-- Selection --
Oh yes, memblocks!
Actually, I think what your code does is not the effect I was aiming at. What we see there is simply the fact that dwords are unsigned, hence -1 becomes 2^32-1 which is 4294967295 or 4.29498*10^9.
However, this actually works the way I hoped:
make memblock 1,4
i = 42
write memblock dword 1,0,i
f# = memblock float(1,0)
print i
print f#
wait key
So using
write memblock dword and
memblock float on the same 4 bytes is just what I wanted.
I doubt that this is the fastest possible way, but it should suffice for now (unless somebody has a different solution, of course). Thank you.
Edit: Sadly DBPro doesn't seem to like this implementation. I wrote a small speed-test to check whether it makes sense to use this solution:
Rem Project: Dark Basic Pro Project
Rem Created: Sunday, June 30, 2013
Rem ***** Main Source File *****
count = 1000000
make memblock 1,4
v = 42
write memblock dword 1,0,i
f# = memblock float(1,0)
dim value(1000)
for i = 1 to 1000 : value(i) = f# : Next i
t = timer()
for i = 1 to count
x# = value(v)
next i
print timer()-t : sync
t = timer()
for i = 1 to count
write memblock dword 1,0,v
x# = memblock dword(1,0)
next i
print timer()-t : sync
t = timer()
for i = 1 to count
write memblock dword 1,0,v
x# = memblock float(1,0)
next i
print timer()-t : sync
t = timer()

-- Data in this exercise --
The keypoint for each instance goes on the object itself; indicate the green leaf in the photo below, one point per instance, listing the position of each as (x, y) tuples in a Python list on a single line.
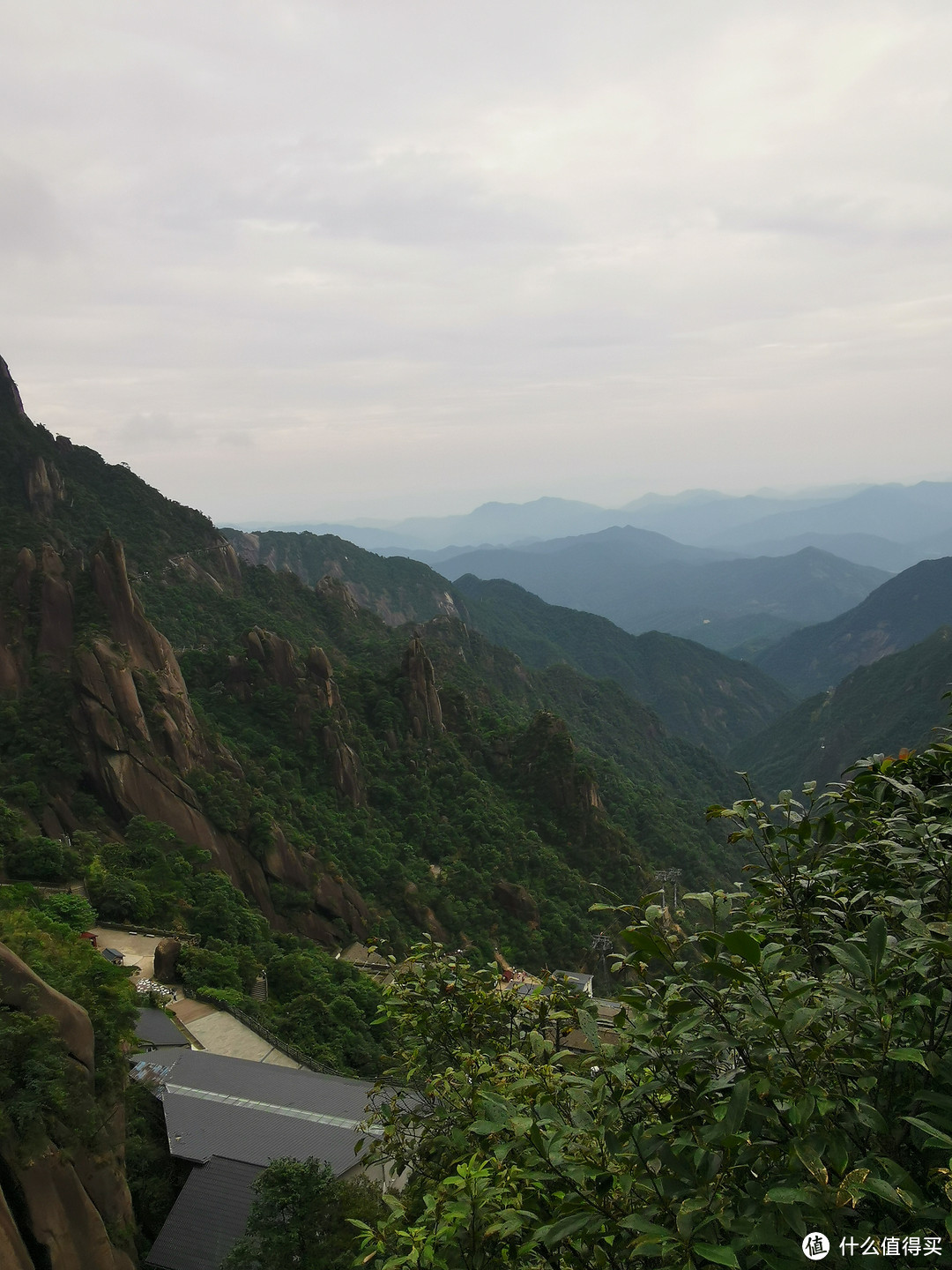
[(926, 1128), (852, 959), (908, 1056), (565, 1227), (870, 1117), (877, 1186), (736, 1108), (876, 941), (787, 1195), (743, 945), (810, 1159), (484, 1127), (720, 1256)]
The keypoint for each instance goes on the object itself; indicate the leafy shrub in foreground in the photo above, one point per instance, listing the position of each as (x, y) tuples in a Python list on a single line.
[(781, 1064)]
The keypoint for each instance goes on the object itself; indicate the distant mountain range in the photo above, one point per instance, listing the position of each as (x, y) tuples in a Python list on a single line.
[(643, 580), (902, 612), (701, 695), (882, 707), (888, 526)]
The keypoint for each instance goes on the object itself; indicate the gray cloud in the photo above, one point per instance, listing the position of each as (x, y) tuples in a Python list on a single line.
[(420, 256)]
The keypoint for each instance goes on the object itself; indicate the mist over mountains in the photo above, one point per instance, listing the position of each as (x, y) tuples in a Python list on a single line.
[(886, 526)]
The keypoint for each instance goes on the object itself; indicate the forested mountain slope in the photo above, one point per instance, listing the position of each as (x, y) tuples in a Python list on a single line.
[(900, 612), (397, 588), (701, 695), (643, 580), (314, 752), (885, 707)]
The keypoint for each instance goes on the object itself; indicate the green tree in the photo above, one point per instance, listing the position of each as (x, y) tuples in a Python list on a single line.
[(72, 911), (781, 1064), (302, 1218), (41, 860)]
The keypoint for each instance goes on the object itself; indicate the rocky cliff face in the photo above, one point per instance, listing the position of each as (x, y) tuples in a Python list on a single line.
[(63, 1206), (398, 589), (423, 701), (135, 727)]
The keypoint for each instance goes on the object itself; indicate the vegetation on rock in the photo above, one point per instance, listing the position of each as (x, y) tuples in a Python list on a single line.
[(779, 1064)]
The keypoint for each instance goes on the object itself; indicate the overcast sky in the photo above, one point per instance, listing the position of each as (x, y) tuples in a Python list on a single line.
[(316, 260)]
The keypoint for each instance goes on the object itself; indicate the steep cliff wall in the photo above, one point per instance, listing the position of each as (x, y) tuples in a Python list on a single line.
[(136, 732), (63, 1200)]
--
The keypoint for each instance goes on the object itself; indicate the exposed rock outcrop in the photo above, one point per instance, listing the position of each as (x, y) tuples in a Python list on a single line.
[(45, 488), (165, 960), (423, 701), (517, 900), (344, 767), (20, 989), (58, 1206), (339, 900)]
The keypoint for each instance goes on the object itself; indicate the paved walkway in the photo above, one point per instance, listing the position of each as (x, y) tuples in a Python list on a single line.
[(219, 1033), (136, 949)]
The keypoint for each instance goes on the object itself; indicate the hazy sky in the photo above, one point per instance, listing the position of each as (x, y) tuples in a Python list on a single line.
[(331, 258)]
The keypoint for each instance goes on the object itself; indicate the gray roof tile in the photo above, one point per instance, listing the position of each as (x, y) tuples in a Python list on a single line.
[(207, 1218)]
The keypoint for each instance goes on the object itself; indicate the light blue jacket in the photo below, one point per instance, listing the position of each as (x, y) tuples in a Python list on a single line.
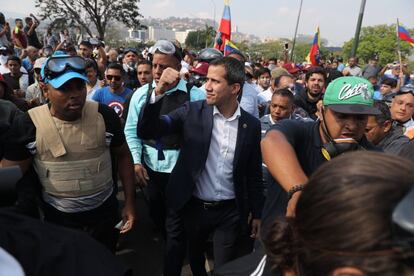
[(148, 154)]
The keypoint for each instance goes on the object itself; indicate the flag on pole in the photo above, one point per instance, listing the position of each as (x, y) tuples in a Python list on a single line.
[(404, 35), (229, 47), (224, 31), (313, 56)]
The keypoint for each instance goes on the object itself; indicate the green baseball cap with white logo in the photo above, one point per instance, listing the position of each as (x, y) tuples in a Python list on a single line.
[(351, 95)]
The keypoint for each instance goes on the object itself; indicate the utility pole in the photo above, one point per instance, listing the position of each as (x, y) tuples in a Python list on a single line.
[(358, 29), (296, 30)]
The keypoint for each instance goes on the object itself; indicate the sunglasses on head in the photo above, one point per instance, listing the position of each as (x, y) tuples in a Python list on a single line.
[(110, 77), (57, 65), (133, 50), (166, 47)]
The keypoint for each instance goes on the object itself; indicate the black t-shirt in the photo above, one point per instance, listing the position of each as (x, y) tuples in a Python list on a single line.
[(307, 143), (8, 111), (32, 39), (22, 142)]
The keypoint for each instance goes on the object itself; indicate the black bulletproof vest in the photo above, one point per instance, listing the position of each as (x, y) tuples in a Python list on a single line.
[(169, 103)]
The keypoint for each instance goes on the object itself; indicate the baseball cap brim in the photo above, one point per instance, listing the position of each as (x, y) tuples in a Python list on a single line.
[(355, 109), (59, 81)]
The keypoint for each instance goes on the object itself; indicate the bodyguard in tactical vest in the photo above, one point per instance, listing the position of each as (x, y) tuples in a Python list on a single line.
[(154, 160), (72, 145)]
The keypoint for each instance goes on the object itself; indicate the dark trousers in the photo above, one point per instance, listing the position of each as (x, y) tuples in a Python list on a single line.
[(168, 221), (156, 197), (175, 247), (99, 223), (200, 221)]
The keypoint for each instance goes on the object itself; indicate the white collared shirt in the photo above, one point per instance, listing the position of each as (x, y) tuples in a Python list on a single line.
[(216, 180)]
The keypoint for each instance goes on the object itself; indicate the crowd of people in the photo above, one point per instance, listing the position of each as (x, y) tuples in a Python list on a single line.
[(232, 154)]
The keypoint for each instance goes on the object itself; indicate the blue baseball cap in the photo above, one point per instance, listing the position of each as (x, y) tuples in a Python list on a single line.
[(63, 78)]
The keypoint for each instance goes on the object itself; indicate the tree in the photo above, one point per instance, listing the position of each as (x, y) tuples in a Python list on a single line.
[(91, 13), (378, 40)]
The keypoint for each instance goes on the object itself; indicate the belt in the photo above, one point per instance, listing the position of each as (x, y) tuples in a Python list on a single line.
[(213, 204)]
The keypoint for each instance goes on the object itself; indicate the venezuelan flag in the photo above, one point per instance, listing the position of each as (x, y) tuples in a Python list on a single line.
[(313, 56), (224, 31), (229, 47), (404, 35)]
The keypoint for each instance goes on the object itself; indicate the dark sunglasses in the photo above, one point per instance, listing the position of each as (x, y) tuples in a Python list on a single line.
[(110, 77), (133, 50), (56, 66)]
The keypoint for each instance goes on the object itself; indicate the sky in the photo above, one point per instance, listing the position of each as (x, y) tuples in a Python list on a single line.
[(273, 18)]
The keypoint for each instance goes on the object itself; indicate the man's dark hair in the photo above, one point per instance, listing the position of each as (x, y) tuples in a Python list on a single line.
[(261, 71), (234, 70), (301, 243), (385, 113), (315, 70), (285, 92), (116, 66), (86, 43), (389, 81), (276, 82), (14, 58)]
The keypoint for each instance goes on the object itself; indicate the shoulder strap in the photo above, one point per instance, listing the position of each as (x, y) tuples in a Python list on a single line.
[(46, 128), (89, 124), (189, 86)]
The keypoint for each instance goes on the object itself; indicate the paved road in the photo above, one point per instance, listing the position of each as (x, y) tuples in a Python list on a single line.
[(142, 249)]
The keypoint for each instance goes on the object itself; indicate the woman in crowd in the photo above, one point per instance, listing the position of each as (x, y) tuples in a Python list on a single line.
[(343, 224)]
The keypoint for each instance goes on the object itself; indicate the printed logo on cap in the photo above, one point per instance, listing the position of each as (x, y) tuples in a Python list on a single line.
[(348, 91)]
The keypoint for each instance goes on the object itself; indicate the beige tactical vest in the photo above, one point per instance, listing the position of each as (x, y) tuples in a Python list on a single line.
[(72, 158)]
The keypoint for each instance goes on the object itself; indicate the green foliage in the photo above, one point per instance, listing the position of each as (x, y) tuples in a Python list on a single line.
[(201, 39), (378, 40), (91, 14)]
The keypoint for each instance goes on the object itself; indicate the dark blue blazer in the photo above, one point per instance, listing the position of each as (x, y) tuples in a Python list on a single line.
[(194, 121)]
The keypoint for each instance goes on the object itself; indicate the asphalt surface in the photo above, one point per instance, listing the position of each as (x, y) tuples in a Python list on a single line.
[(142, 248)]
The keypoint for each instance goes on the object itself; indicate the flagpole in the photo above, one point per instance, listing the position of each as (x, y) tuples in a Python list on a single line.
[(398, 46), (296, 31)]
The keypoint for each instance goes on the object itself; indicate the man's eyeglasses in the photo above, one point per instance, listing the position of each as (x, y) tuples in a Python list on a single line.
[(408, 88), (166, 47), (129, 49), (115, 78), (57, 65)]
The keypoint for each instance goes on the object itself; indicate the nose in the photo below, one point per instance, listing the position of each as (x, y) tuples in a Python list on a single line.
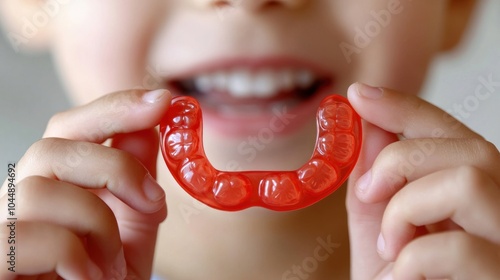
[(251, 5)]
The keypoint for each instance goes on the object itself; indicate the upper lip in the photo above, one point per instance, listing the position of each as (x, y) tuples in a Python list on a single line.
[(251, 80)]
==
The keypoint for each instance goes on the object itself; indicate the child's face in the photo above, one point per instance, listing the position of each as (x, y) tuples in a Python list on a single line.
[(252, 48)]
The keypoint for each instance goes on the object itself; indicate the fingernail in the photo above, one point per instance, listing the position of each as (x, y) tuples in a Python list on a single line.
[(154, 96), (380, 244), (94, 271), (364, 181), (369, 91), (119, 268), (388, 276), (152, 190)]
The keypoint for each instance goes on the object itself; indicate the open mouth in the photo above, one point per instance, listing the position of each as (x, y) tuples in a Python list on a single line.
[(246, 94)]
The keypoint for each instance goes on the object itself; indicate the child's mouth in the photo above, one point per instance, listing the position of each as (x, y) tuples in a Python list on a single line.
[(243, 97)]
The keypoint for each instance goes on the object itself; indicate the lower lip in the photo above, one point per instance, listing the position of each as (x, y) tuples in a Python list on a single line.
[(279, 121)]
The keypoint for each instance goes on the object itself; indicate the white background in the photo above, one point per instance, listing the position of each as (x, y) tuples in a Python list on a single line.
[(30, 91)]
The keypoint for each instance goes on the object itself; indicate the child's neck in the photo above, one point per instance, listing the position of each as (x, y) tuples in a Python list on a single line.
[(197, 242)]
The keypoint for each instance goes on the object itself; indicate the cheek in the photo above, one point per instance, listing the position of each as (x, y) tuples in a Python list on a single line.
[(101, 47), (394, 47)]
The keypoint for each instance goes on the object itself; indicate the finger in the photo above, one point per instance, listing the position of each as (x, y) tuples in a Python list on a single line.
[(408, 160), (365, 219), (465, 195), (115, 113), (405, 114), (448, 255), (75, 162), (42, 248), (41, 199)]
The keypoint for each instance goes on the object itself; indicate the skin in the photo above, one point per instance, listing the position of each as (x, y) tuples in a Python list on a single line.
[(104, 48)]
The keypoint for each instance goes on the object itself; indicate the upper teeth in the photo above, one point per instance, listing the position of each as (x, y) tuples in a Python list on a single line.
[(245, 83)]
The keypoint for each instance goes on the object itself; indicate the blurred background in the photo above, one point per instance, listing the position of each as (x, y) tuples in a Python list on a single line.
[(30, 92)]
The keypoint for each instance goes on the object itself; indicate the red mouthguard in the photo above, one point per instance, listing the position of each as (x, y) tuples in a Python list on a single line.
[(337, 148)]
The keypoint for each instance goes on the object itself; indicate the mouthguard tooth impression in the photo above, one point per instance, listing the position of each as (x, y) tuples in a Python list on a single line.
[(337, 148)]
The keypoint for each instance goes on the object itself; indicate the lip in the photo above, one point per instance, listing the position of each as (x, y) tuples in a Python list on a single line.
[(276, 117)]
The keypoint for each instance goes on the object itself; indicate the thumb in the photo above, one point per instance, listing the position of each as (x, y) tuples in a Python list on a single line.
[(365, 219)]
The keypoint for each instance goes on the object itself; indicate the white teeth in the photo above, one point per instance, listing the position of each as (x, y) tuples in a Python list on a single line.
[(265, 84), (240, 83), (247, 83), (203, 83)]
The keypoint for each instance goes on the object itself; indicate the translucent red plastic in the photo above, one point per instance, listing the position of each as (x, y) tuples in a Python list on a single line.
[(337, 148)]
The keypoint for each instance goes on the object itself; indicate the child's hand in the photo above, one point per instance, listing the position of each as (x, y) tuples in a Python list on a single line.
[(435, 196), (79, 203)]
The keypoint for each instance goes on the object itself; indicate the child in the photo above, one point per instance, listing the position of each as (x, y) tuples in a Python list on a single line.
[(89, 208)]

-- Task list --
[1] According to the Created line in the memblock post's speed test, on what date was the project created?
[2] Reproduce, unchanged, the part of the entries that opens with the line containing "the child's face" and closes with the line containing "[(243, 97)]".
The entries are unrelated to the memblock post.

-- Completed exercise --
[1] Sunday, June 30, 2013.

[2]
The keypoint for each instance goes on the object itself; indicate the child's face in the photo above, one point per instance, listing the position of each as (x, y) tuples in a Python list on a single line.
[(252, 48)]
The keypoint for each instance goes on the object itself; indicate the fingernail in the photo above, one point per instance, listing the position of each as (x, y) tuples in a Python list on a single line.
[(154, 96), (380, 244), (94, 271), (364, 181), (369, 91), (119, 268), (388, 276), (152, 190)]
The keypoint for each instance goes on the object itself; indicate the open mouth in the photo above, one point per instance, listing the position of each as (x, y) tuples in a Python list on a single line.
[(246, 94)]
The keypoint for each instance goes on the object itself; indicate the child's mouth in the photo above, one point per instance, listing the position of each as (x, y) tuples in a Python list on a single line.
[(243, 97)]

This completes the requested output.